» Required work
Please rewrite the material starting at the line containing "Can you spot the sign" and ending at the line containing "x=746, y=131", both included, as a numbered list with blank lines left out. Give only those lines.

» Entries provided
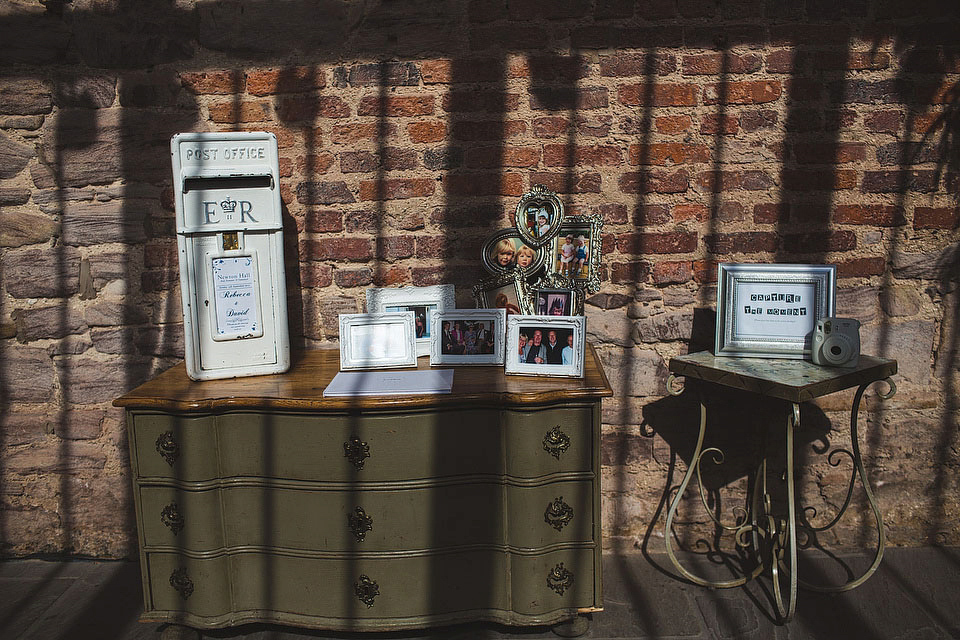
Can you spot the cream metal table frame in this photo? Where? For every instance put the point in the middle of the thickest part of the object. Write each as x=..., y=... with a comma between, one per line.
x=794, y=381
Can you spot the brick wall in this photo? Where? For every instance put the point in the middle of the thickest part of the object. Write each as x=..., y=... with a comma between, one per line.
x=743, y=131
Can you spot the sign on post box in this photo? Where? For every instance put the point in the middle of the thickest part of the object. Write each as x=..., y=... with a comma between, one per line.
x=230, y=246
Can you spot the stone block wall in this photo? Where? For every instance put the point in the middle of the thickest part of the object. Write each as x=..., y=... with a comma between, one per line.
x=746, y=131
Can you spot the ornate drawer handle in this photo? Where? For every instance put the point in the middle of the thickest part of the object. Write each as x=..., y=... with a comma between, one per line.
x=180, y=581
x=366, y=589
x=170, y=516
x=558, y=514
x=356, y=450
x=556, y=442
x=560, y=579
x=359, y=523
x=168, y=448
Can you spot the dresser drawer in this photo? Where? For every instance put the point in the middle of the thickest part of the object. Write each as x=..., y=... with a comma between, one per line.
x=360, y=589
x=444, y=516
x=367, y=447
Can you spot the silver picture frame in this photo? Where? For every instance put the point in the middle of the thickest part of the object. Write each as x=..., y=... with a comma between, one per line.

» Task answer
1. Can you spot the sign on post box in this photo? Where? For every instance put the point in the middle of the thickest part of the object. Write each as x=..., y=... with a comma between, one per line.
2. x=230, y=246
3. Can you spot the stone block wall in this photo? Where? For every instance put the point in the middle of the thickest part of the object. Write each as x=..., y=... with a comma between, one per line.
4. x=746, y=131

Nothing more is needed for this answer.